Put every line of the data below into a numbered list, skipping any blank lines. Leave the pictures out.

▶ **Provided information**

-- Begin --

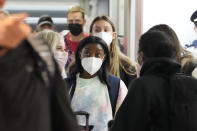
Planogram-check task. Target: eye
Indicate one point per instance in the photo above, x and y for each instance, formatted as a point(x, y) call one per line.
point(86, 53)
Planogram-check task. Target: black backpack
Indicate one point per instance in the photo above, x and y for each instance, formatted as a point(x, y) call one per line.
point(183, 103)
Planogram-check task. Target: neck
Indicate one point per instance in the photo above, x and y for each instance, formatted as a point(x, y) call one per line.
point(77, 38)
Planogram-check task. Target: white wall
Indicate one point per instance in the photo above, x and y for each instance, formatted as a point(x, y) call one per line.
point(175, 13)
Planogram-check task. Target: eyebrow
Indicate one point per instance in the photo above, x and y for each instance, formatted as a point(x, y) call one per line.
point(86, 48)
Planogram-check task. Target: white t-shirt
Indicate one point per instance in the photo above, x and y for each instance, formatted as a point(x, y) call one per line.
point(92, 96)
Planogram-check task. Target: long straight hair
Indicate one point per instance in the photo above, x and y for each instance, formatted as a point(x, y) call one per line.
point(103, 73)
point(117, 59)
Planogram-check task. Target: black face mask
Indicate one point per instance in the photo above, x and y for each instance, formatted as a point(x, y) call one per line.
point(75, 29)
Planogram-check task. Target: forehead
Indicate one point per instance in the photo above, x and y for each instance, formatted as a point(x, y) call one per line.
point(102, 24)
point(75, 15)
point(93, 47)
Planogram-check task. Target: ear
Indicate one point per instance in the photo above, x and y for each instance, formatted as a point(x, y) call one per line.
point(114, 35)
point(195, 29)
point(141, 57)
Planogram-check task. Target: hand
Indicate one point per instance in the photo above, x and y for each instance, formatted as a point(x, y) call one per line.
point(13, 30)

-- End --

▶ **Solution for this task**
1. Planogram-check task. Target: eye
2. Indicate one point per instance in the photo above, x and y for each instance, formatted as a point(x, y) call one per line.
3. point(86, 53)
4. Planogram-check task. Target: black backpack
5. Indicate one point per instance in the photo above, x and y for each instance, formatted as a point(x, y) call one per line.
6. point(183, 103)
7. Planogram-check task. Target: neck
8. Indicate one point per instance in the photo above, x and y for each instance, formatted as a point(x, y) call one per line.
9. point(77, 38)
10. Planogram-check task. Target: white wall
11. Indicate one point per instance in the photo above, x and y for each instance, formatted as a point(x, y) call one per line.
12. point(175, 13)
13. Planogram-check task. Target: eyebrow
14. Indicate one point per instance in the photo above, x and y for each instance, formatted as a point(x, y) call one per line.
15. point(86, 48)
16. Planogram-check task. Target: white t-shirt
17. Indicate one point per instance in the photo above, x and y for each instance, formatted as a point(x, y) call one per line.
18. point(92, 96)
19. Planogram-check task. Target: long straight hair
20. Indicate one point per instance in the photo above, x and y for each instance, formatted as a point(x, y) call one per line.
21. point(103, 73)
22. point(117, 59)
23. Planogram-check task. Target: black face mask
24. Indicate one point per instance in the photo above, x and y for each instance, formatted as a point(x, y) call one per line.
25. point(75, 29)
26. Planogram-check task. Target: forehead
27. Indicate one point per instance in the photo above, x and y for each instance, formatted as a point(x, y) call one per line.
28. point(102, 24)
29. point(75, 15)
30. point(93, 47)
31. Planogram-check task. Target: ear
32. Indicate one point per instance in the photo above, x and y for each instance, formatted as a point(x, y) call one per line.
33. point(114, 35)
34. point(195, 29)
35. point(141, 57)
36. Planogram-check task. Target: hand
37. Indicate one point per instance in the photo above, x and y for each instance, formatted as a point(x, y) call one per line.
38. point(13, 30)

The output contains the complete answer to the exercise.